DETALLE DE LA TAREA: Prolongue el relato sobre el viaje a Madrid en plena pandemia a partir de su última oración.

Cancelo, previa consulta con las personas interesadas, entre las que lógicamente se dan opiniones y posturas encontradas, otra cena prevista para el 17 de diciembre. Nueva prueba de antígenos, de nuevo negativa. Respiro-suspiro. Con sensación de bomba de relojería andante a pesar de ello, pertrechada con ffp2 y enmascarada incluso por la calle, camino y camino cariacontecida y taciturna a ratos pese a la inmejorable compañía. Flâneurs de un Madrid mucho menos abarrotado de lo que nos imaginábamos, visitamos distintas exposiciones con una afluencia de público relativamente baja, muchas de ellas magníficas. Destaco de entre todas Identidad en tránsito, de Pedro Cano, pretexto de nuestro viaje, si es que Madrid precisa tal cosa. En esta muestra el universal pintor de Blanca presenta una gran crisis humanitaria de finales del siglo XX a través de una veintena de representaciones a cuerpo completo en tamaño natural, además de otras tantas en formato reducido focalizado en el retrato del busto, recogidos en el excelente catálogo obra de José Luis Montero, personalizando de forma anónima -con el enigma añadido de que los personajes están pintados de espaldas- el drama de los cerca de veinte mil albanos llegados al puerto de Bari, en Italia, hace treinta años, en busca de un mundo mejor, y consigue con sus pinceles el milagro de la paradoja de que el espectador se identifique con estas identidades desdibujadas, en tránsito, como lo estamos todos en realidad, en este permanente viaje que es la vida. 

Frida Kahlo, Alfonso X, Ad Reinhardt, Alix y Haro, la remodelación del Reina Sofía, Steve McCurry... ocupan nuestro tiempo y nos deleitan, y, a otro nivel también lo hacen los caracoles y los callos en el barrio de La Latina, un bocadillo de calamares y unos torreznos, las delicias de un restaurante hindú o las de un peruano en el que nos acompaña Paco. Me resisto por cautela a compartir un plato. «No vaya a ser…». La sospecha sigue planeando, y no me quedo tranquila hasta que, ya de vuelta, tras toda una tarde en urgencias, me someto a una pcr de la que a primera hora del día siguiente Marisa me adelanta amablemente el resultado. Me apresuro a enviar un sms a Paco el primero, para que descanse tranquilo en el continente americano, y no siga royéndole la incertidumbre del ¿y si…? Positivo desenlace, pues, como muy positivo ha sido el viaje, rebosante de buenos momentos, pero también teñido de la ominosa sospecha siempre latente, y de sus ineludibles consecuencias, del cansancio de darle vueltas a la cabeza y tratar de no exteriorizarlo para que no te tomen por paranoica, del temor de la probabilidad, de resultar falsamente negativa pese a ser sintomática, cuando tantos asintomáticos son positivos.

Entradas de datos guardadas:
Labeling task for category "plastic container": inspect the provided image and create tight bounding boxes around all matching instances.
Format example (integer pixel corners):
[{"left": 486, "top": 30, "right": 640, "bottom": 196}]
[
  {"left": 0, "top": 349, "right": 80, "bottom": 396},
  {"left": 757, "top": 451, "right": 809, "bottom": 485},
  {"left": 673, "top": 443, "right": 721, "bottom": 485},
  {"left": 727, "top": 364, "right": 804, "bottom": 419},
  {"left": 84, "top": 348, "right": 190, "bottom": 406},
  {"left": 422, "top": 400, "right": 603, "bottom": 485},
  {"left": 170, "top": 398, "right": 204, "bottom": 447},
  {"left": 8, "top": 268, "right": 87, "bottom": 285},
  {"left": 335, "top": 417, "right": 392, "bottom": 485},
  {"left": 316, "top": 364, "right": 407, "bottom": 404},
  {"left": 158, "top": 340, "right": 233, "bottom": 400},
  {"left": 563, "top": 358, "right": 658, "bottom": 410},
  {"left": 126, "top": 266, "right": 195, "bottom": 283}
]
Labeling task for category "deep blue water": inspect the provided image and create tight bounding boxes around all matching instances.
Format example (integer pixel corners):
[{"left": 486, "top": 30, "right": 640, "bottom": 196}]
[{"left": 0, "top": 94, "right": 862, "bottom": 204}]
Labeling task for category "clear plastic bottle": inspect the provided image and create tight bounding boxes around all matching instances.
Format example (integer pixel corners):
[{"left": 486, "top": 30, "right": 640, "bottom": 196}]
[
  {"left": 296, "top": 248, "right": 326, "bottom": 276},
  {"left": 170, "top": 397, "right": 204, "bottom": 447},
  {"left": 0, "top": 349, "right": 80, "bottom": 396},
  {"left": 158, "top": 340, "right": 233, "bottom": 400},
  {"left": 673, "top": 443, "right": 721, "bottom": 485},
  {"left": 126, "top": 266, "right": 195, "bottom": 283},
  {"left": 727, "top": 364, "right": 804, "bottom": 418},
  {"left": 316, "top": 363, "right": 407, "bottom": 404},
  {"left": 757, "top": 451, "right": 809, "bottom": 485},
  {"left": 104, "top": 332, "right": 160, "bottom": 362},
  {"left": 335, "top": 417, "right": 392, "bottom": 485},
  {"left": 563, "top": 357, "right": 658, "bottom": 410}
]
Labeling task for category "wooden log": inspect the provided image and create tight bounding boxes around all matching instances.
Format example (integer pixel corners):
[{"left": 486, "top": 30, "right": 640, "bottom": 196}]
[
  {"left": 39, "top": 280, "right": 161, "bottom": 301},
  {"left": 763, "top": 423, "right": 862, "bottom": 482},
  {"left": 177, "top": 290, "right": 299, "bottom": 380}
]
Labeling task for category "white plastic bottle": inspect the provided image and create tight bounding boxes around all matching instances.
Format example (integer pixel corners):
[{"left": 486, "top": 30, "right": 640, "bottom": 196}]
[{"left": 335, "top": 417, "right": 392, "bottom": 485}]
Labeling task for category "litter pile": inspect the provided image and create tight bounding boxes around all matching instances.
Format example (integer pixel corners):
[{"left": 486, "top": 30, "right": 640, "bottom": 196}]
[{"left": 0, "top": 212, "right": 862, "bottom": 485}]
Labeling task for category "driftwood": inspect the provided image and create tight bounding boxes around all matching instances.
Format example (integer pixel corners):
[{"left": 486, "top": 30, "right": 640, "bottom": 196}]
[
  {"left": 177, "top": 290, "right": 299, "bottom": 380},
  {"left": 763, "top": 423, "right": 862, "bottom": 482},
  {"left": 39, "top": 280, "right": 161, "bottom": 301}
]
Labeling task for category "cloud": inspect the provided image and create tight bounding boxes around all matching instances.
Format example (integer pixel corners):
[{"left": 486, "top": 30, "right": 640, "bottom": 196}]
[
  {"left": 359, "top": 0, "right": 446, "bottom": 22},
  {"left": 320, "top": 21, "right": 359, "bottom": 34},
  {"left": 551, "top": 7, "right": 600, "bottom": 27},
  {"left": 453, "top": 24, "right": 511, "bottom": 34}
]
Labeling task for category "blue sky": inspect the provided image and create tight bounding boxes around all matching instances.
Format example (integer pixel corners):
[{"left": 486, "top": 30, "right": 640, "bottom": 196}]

RESPUESTA AL PROBLEMA:
Inevitablemente, habrá al menos dos posturas entre los lectores: la de quienes consideren que fue una osadía viajar sin encontrarse ‘en condiciones’ y la de los que por el contrario sostengan la necesidad de vivir sin estar constreñido a temores infundados, incluso cuando las dudas son razonables. Quienes me vean como Prometeo o Epimeteo: claves opuestas. Entre mis defectos -aunque uno mismo no es el mejor juez para ellos ni para supuestas virtudes, que en todo caso serán una u otra cosa según los ojos de quien lo mire- creo que no se encuentra la de ser hipocrondríaca, y pienso que la prudencia suele acompañarme. Estoy vacunada con pauta completa desde el mes de julio, no soy ninguna heroína de leyenda, pero no temo por mí, sino por aquellas personas vulnerables con las que estoy en contacto a las que, de contraerla, pudiera transmitir la enfermedad. 

Raquel me envía el vídeo de un conocido anuncio actual que sintetiza lo que he tratado de expresar con mayor o menor fortuna: que la vida es acojonante. Con toda la ambigüedad intrínseca en tan ‘ovocéntrico’ coloquialismo. Cada día nos encontramos en situaciones similares a la referida y, pese a las precauciones, sin necesidad de que las celebraciones tengan nada que ver con Sodoma y Gomorra, es fácil que se den contagios. 

He dudado si escribir acerca de este recurrente tema por lo cansino que resulta y por la exposición a que me enfrento. Me he decidido porque sé que no soy la única que se percibe en una montaña rusa permanente, como rusa parece la ruleta cuando nos quitamos la mascarilla. Quién sabe, tal vez mi testimonio pueda servir a alguien a sentirse menos solo y menos raro.